_Prompt A_: Rewrite the paragraph of the post about plastic art that begins "There is a show on currently" as a short bulleted list of its main facts.
_Prompt B_: Write the next paragraph of the post about plastic art, picking up after its final sentence.

This week, I got a recommendation to watch the film Tapped. I haven’t had time this week to watch it yet, but I am going to as soon as I can. I did watch the trailer however, and it seems like a really great documentary to watch. I will watch it as soon as I can and post mid-week about it. I’m going to postpone my thoughts on the general topic of water until I watch the film and gather some deeper insight on the subject.
In the meantime, I’ll start with its container: plastic. I thought I would attempt here to use my inner artist to talk about plastic. Yesterday, I visited a gallery here in Vancouver, BC called Centre A. Centre A mainly showcases contemporary Asian art focused toward critical engagement and ideas.
There is a show on currently called i can see your underwear by two artists, Natalie Purschwitz and Kelly Lycan (see photos from the exhibition’s opening). i can see your underwear is constructed completely out of recycled plastic and other found materials that the two artists collected. The medium of plastic is a very charged item in our society today. These two installation artists have re-invented the found materials creating a very interesting interactive space, causing us to consider and think about our ideas about the material of plastic itself.

_Information_:
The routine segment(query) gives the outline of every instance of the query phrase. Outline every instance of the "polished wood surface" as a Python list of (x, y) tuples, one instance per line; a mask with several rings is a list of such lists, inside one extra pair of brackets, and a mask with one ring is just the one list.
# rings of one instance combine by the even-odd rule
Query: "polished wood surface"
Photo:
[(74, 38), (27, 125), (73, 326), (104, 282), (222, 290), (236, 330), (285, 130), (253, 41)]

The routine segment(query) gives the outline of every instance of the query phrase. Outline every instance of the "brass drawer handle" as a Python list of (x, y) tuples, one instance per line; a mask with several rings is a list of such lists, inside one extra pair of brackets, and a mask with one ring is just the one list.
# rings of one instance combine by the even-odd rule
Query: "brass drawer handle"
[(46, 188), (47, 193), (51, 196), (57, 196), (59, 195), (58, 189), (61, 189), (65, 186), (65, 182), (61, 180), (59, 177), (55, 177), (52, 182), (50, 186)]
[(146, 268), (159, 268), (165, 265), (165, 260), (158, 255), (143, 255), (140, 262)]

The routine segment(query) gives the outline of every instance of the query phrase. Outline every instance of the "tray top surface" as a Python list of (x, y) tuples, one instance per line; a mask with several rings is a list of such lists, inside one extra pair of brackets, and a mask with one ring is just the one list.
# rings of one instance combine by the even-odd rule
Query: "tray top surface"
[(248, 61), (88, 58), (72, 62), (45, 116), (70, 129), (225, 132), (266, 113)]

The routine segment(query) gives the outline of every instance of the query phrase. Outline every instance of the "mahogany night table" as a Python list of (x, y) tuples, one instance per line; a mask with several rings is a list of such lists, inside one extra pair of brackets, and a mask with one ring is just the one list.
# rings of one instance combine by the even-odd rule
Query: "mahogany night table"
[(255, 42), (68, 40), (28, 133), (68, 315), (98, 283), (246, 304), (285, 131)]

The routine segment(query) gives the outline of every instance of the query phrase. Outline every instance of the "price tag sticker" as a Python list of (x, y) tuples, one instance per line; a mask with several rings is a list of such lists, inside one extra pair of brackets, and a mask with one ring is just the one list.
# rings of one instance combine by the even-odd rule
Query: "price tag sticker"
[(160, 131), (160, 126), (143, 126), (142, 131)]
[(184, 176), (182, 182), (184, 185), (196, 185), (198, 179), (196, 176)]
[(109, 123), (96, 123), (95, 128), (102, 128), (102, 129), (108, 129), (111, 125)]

_Task result A_:
- The current show is called i can see your underwear, by the artists Natalie Purschwitz and Kelly Lycan.
- It is built entirely from recycled plastic and other found materials that the two artists collected.
- Plastic is a very charged material in society today.
- The installation artists have reinvented these materials into an interesting interactive space.
- The space prompts viewers to think about their ideas about plastic itself.

_Task result B_:
Plastic is a difficult material to discuss, because it holds several different ideologies attached to it. We either think of it as a very toxic material or it is something that can help us preserve, i.e. Tupperware or Ziploc bags. It can be detrimental to our environment, and at the same time help us save things and contain (literally) our consumption habits. Human nature causes us to be quite critical of each other, regardless of the stance that we take, which can leave us at a complete standstill.
“i can see your underwear hearkens back to schoolyard taunts, suggesting a momentary spectacle, both shameless and shameful, depending on one’s position.” This excerpt from the press release gracefully notes the consideration of the materials that were recycled to create the site-specific installation by Purschwitz and Lycan. When I read this, I thought it was a perfect way to describe how we take our own unique stand on reducing our carbon footprint and point fingers at each other while we claim to be ecologically considerate and then accidentally forget our re-useable coffee cup one morning.
Wasting the plastic is a completely different story, so let’s just consider how we use plastic and leave it at that.